**Aim**:
Reproduce verbatim the rows below, from the row containing "Place a dot on every instance of the flagpole, one" through the row containing "Place a dot on every instance of the stacked", both included, and nothing else.

-------------------------

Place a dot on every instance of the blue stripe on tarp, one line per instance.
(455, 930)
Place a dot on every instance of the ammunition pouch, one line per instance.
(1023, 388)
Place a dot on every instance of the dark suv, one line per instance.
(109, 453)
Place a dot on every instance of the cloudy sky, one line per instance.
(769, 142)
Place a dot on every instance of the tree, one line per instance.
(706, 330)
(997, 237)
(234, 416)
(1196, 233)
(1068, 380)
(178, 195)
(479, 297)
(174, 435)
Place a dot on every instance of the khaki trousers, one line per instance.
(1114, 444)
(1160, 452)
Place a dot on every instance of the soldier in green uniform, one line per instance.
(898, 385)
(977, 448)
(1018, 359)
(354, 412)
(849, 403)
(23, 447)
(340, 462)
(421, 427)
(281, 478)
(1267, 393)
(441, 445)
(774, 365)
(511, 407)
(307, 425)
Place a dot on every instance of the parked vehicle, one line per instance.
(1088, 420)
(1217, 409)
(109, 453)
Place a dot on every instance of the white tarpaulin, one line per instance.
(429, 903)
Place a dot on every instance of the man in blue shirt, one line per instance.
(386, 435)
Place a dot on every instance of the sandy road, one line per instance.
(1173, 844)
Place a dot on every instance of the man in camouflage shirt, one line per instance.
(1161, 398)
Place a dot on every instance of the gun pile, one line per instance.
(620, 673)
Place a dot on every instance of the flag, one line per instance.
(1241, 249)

-------------------------

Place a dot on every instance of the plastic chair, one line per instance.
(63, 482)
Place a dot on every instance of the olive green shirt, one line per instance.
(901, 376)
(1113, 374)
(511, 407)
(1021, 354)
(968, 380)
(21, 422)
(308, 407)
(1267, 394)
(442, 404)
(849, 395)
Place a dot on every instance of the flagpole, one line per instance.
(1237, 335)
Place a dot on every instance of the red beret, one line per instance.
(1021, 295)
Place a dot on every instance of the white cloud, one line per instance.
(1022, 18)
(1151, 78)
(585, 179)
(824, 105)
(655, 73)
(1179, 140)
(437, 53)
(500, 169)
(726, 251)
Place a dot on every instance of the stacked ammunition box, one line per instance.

-------------------------

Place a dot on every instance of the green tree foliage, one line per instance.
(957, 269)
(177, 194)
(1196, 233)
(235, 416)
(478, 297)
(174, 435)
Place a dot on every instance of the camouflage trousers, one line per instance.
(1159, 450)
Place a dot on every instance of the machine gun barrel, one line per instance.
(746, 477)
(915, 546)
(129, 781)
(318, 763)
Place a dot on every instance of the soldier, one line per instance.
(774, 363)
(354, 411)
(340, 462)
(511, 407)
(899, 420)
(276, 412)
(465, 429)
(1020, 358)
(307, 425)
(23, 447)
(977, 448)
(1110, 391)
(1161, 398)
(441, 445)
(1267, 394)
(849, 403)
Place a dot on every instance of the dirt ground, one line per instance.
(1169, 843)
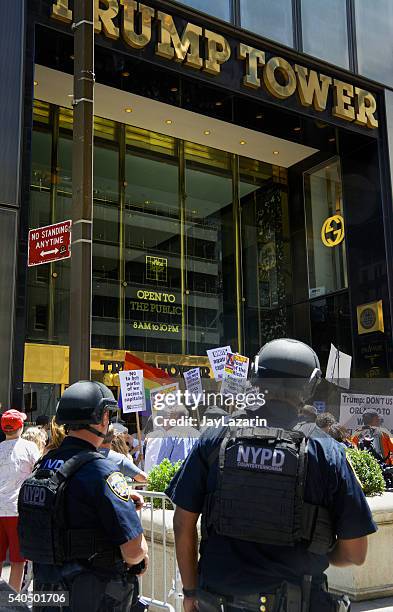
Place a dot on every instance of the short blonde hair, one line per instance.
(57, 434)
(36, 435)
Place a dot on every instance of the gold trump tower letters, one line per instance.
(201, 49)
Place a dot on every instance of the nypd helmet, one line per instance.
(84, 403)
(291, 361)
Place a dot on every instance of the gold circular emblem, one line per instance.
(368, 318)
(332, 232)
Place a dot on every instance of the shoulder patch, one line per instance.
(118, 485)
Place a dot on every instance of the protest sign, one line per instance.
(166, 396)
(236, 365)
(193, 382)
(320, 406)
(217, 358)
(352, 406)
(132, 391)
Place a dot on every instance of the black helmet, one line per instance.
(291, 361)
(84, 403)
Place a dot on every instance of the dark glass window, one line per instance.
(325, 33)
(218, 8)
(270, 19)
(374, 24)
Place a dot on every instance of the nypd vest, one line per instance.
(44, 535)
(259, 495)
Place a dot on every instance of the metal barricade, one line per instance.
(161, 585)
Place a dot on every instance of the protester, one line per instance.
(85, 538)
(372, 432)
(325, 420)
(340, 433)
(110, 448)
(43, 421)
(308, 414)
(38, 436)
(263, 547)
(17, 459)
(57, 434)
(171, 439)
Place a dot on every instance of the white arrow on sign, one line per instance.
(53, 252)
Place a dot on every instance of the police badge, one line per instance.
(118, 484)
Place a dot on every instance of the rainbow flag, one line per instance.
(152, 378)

-------------------------

**Full response**:
Place a dot on every instance of the flagpole, one line per instance.
(1237, 335)
Place a dot on every instance of the red beret, one line per instance.
(1021, 295)
Place a dot on every instance of the white cloud, one line per instance.
(1022, 18)
(1151, 78)
(585, 179)
(824, 105)
(655, 73)
(1179, 140)
(437, 53)
(500, 169)
(726, 251)
Place a dot on every instance of the stacked ammunition box, one line per instance.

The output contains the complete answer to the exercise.